__Work instructions__:
a) Reproduce the passage in the Wolff X-ray inspection text from "Wolff, part of" to "in production efficiency." verbatim.
b) Using the Wolff X-ray inspection text, answer these questions:
(i) Which group is Wolff part of?
(ii) In which city is the factory that receives the shelled whole nuts located?
(iii) About how much material can be monitored and decontaminated every hour?
c) Render this sentence from the Wolff X-ray inspection text in German: "Now, the nuts are first emptied onto a conveyor belt, which takes them directly into the inspection system."

Wolff, part of Germany’s Lambertz Group and a manufacturer of high-quality gingerbread, has installed two Ishida IX-GA-4075 X-ray inspections systems in order to deliver higher levels of product safety in both raw ingredients and its final packed product, leading to an overall improvement in production efficiency.
While the most common location for an X-ray inspection system for food products is at the end of the line to enable it to detect contaminants from any part of the manufacturing and packing operation, the separate monitoring of raw materials can further increase safety, by allowing final inspection of the packed product to concentrate on a narrower range of potential problems.
At Wolff’s Nuremberg factory, shelled whole nuts, including hazelnuts, almonds, cashews and walnuts, arrive from different countries, where the conditions under which they are harvested and shelled vary considerably. As a result, levels of contaminants such as pieces of shell and stones vary too. Previously control of these contaminants was by visual inspection of contaminants, which was of limited effectiveness. This led to regular damage to the nut grinders by stones.
Now, the nuts are first emptied onto a conveyor belt, which takes them directly into the inspection system. The conveyor travels at speeds of 30m/s, enabling approximately 2t of material to be monitored and decontaminated every hour.

__Provided records__:
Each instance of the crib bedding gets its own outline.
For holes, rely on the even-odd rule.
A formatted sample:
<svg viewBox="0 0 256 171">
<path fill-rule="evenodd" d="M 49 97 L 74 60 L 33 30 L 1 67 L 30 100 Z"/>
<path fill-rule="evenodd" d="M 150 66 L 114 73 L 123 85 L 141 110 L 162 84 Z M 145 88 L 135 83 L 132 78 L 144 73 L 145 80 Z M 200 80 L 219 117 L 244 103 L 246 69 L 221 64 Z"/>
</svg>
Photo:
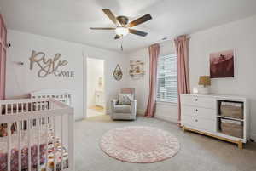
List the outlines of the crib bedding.
<svg viewBox="0 0 256 171">
<path fill-rule="evenodd" d="M 48 130 L 48 131 L 46 131 Z M 31 164 L 32 170 L 37 171 L 38 166 L 38 136 L 40 136 L 39 143 L 39 160 L 41 171 L 54 170 L 54 148 L 55 147 L 56 156 L 56 170 L 61 169 L 61 151 L 63 151 L 63 168 L 68 167 L 67 152 L 64 146 L 62 146 L 60 139 L 56 138 L 55 144 L 54 145 L 54 136 L 51 129 L 47 129 L 42 127 L 40 134 L 38 134 L 37 128 L 32 128 L 30 131 L 30 143 L 31 143 Z M 21 169 L 22 171 L 28 170 L 28 131 L 21 131 L 21 140 L 20 140 L 20 151 L 21 151 Z M 0 171 L 7 171 L 8 167 L 8 155 L 7 155 L 7 138 L 0 137 Z M 18 150 L 18 140 L 19 136 L 16 133 L 11 135 L 11 157 L 10 166 L 11 171 L 19 170 L 19 150 Z M 48 149 L 47 149 L 48 142 Z M 48 163 L 46 162 L 46 151 L 48 151 Z"/>
</svg>

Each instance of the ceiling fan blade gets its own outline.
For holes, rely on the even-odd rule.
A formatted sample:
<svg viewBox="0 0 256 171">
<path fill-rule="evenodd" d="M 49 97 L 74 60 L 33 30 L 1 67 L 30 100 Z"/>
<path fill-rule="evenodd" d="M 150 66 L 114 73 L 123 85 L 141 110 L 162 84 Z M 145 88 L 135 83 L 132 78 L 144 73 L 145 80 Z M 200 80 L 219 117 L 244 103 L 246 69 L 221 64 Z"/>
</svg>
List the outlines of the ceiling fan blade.
<svg viewBox="0 0 256 171">
<path fill-rule="evenodd" d="M 90 27 L 91 30 L 115 30 L 115 28 L 112 27 Z"/>
<path fill-rule="evenodd" d="M 115 37 L 114 37 L 114 39 L 116 40 L 116 39 L 119 39 L 119 38 L 120 38 L 121 37 L 119 36 L 119 35 L 115 35 Z"/>
<path fill-rule="evenodd" d="M 137 30 L 134 30 L 134 29 L 129 29 L 129 32 L 131 34 L 141 36 L 141 37 L 146 37 L 148 35 L 148 32 L 144 32 L 144 31 L 137 31 Z"/>
<path fill-rule="evenodd" d="M 143 22 L 146 22 L 146 21 L 148 21 L 148 20 L 149 20 L 151 19 L 152 19 L 151 15 L 149 14 L 145 14 L 145 15 L 143 15 L 143 16 L 142 16 L 142 17 L 140 17 L 140 18 L 138 18 L 138 19 L 137 19 L 137 20 L 130 22 L 128 24 L 128 26 L 129 27 L 133 27 L 133 26 L 140 25 L 140 24 L 142 24 Z"/>
<path fill-rule="evenodd" d="M 116 20 L 116 17 L 114 14 L 111 12 L 109 9 L 102 9 L 102 11 L 107 14 L 107 16 L 115 24 L 118 24 L 118 21 Z"/>
</svg>

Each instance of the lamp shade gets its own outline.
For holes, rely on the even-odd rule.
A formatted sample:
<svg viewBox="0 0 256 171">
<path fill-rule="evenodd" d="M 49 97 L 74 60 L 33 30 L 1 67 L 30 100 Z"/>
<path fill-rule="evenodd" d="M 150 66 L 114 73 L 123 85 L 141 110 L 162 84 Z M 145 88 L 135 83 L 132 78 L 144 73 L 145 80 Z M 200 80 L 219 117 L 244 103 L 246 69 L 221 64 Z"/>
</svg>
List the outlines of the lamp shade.
<svg viewBox="0 0 256 171">
<path fill-rule="evenodd" d="M 199 85 L 203 85 L 203 86 L 207 86 L 207 85 L 211 85 L 211 78 L 210 76 L 201 76 L 199 77 Z"/>
</svg>

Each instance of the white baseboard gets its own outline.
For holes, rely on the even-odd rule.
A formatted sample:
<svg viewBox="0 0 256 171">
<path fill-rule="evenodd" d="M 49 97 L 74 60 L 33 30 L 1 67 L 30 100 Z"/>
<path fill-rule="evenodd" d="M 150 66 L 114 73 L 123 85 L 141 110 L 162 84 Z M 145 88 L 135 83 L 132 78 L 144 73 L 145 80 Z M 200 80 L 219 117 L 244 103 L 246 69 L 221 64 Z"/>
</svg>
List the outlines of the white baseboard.
<svg viewBox="0 0 256 171">
<path fill-rule="evenodd" d="M 137 114 L 139 115 L 139 116 L 144 116 L 145 110 L 143 110 L 143 109 L 137 109 Z"/>
</svg>

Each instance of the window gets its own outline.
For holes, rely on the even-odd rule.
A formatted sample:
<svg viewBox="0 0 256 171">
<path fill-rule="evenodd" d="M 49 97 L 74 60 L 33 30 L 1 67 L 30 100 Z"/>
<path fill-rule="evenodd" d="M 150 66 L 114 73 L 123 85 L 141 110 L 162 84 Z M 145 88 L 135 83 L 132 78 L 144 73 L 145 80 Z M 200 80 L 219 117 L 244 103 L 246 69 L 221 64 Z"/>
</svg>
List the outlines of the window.
<svg viewBox="0 0 256 171">
<path fill-rule="evenodd" d="M 177 54 L 160 56 L 157 71 L 158 101 L 177 102 Z"/>
</svg>

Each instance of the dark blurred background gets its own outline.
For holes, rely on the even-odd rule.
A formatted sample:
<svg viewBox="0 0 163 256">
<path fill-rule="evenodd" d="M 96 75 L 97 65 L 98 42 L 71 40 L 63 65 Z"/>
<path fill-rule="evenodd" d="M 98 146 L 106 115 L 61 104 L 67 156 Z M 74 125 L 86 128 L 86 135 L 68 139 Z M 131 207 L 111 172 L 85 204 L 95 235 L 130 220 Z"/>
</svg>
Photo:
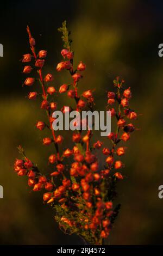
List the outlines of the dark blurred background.
<svg viewBox="0 0 163 256">
<path fill-rule="evenodd" d="M 51 146 L 42 145 L 43 135 L 36 130 L 43 114 L 37 103 L 26 98 L 31 88 L 22 88 L 21 59 L 29 52 L 26 26 L 36 39 L 36 48 L 47 50 L 45 72 L 55 77 L 57 88 L 67 82 L 65 72 L 57 74 L 62 42 L 57 28 L 65 20 L 72 31 L 76 63 L 86 64 L 80 92 L 96 88 L 97 108 L 104 107 L 106 92 L 112 90 L 117 75 L 131 86 L 131 106 L 142 114 L 137 131 L 127 142 L 124 157 L 127 178 L 118 187 L 122 209 L 110 236 L 111 245 L 160 244 L 163 229 L 163 199 L 158 188 L 163 184 L 163 2 L 158 0 L 3 1 L 1 3 L 0 58 L 1 170 L 0 244 L 67 245 L 82 243 L 76 236 L 63 234 L 50 207 L 40 193 L 30 192 L 27 179 L 12 170 L 16 147 L 47 169 Z M 63 97 L 61 105 L 66 102 Z M 66 138 L 67 136 L 67 138 Z M 65 135 L 67 142 L 70 135 Z M 65 146 L 66 145 L 65 144 Z"/>
</svg>

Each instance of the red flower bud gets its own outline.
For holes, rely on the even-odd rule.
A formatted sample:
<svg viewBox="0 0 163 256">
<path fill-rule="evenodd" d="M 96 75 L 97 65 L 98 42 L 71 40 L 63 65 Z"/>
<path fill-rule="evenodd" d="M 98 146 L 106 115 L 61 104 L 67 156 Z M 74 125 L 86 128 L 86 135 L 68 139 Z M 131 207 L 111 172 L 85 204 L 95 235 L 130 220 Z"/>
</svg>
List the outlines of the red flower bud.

__Solutions for each task__:
a)
Wolff, part of Germany’s Lambertz Group and a manufacturer of high-quality gingerbread, has installed two Ishida IX-GA-4075 X-ray inspections systems in order to deliver higher levels of product safety in both raw ingredients and its final packed product, leading to an overall improvement in production efficiency.

b)
(i) The Lambertz Group
(ii) Nuremberg
(iii) Approximately 2t

c) Jetzt werden die Nüsse zunächst auf ein Förderband geschüttet, das sie direkt in das Inspektionssystem befördert.